**DESCRIPTION OF THE TASK:**
In the material below, find the line with "box: [414, 343, 440, 460]" and the line with "positive clicks: (109, 581)", then output those two lines and every line between them, exactly.

---------- RECORDS ----------

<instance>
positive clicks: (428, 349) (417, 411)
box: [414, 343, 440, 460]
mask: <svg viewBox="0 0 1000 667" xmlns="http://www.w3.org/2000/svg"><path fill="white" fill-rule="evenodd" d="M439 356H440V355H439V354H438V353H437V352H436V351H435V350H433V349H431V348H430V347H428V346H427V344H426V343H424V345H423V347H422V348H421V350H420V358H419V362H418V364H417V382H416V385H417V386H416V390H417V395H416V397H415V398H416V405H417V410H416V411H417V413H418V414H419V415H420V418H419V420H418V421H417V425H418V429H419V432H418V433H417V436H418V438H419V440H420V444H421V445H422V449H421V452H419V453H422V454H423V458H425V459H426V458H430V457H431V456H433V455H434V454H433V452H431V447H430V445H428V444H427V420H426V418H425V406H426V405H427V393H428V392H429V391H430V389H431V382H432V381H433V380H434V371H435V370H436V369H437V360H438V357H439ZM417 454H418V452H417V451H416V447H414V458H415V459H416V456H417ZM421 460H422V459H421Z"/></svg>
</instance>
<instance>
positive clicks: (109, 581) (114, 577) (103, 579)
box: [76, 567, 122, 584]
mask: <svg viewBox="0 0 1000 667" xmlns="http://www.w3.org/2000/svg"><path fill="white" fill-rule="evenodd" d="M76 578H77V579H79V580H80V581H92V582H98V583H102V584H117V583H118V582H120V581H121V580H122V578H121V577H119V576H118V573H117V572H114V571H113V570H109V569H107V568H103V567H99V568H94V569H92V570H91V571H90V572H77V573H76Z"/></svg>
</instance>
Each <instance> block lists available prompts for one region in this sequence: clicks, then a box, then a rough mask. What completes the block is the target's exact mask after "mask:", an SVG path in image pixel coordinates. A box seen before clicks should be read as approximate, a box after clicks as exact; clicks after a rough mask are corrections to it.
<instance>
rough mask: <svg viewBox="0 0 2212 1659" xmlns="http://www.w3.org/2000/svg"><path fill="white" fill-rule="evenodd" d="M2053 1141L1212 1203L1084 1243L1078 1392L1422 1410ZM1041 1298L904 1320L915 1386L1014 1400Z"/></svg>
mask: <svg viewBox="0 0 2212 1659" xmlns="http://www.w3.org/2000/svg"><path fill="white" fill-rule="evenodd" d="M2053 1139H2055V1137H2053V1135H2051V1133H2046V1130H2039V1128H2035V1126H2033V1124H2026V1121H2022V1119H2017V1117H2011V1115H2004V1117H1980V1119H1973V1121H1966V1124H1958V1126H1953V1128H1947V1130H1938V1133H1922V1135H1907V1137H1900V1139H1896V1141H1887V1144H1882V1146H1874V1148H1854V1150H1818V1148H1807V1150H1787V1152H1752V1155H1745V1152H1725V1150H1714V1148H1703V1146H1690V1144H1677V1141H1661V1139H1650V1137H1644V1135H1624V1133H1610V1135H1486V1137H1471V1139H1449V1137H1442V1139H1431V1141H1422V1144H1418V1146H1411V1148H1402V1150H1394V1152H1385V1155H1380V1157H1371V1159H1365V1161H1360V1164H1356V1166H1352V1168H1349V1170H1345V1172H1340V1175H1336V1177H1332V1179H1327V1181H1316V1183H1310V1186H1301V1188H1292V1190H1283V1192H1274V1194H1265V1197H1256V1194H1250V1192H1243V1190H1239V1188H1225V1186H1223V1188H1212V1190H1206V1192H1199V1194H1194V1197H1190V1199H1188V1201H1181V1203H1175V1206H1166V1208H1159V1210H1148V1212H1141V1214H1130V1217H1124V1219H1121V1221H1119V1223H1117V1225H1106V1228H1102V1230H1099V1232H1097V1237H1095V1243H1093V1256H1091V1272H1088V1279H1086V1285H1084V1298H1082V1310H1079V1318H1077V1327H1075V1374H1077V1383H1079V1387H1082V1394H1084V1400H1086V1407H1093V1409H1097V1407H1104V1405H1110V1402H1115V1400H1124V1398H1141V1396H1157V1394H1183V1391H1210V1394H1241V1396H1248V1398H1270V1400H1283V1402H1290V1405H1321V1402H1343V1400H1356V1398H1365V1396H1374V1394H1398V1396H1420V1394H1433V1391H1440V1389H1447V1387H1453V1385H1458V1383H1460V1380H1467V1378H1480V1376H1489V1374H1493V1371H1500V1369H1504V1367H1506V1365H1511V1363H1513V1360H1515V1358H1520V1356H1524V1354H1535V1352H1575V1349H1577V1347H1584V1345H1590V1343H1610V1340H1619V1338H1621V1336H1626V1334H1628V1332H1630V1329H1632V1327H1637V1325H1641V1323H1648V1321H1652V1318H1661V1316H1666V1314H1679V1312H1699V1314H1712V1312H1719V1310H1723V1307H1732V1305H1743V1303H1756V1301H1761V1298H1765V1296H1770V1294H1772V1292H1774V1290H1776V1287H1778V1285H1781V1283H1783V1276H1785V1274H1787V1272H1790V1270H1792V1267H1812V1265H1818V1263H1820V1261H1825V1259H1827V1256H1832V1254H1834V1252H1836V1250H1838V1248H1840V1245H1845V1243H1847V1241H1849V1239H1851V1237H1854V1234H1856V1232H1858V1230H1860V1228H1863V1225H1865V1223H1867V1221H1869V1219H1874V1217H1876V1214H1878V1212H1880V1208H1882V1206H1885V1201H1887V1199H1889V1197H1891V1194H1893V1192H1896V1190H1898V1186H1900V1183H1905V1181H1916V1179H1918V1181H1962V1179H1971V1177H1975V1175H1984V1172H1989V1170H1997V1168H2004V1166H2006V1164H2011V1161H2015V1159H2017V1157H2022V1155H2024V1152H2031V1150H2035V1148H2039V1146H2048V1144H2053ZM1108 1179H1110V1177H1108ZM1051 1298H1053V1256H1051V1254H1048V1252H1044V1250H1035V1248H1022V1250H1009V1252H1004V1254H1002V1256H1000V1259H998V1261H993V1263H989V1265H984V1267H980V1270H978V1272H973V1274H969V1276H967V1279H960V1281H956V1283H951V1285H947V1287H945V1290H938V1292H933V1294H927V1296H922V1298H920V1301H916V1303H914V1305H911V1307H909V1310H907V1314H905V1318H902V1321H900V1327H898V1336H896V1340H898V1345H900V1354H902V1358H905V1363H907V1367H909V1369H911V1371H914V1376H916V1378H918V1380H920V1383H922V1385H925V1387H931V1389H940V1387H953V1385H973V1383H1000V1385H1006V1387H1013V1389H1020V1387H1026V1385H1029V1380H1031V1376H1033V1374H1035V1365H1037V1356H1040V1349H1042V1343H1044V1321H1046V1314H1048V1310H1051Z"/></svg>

----------

**ANSWER BELOW:**
box: [414, 343, 440, 460]
mask: <svg viewBox="0 0 1000 667" xmlns="http://www.w3.org/2000/svg"><path fill="white" fill-rule="evenodd" d="M439 356H440V355H439V354H438V353H437V352H436V351H435V350H433V349H431V348H430V347H428V346H427V344H426V343H424V345H423V347H422V348H421V350H420V358H419V362H418V364H417V382H416V385H417V386H416V390H417V395H416V397H415V398H416V405H417V410H416V411H417V413H418V414H419V415H420V418H419V420H418V421H417V425H418V429H419V432H418V433H417V436H418V438H419V440H420V444H421V445H422V449H421V452H419V453H422V454H423V458H425V459H426V458H430V457H431V456H433V455H434V454H433V452H431V447H430V445H428V444H427V420H426V418H425V406H426V405H427V393H428V392H429V391H430V389H431V382H432V381H433V380H434V371H435V370H436V369H437V360H438V357H439ZM417 454H418V452H417V451H416V447H414V458H415V459H416V456H417ZM421 460H422V459H421Z"/></svg>
</instance>
<instance>
positive clicks: (109, 581) (114, 577) (103, 579)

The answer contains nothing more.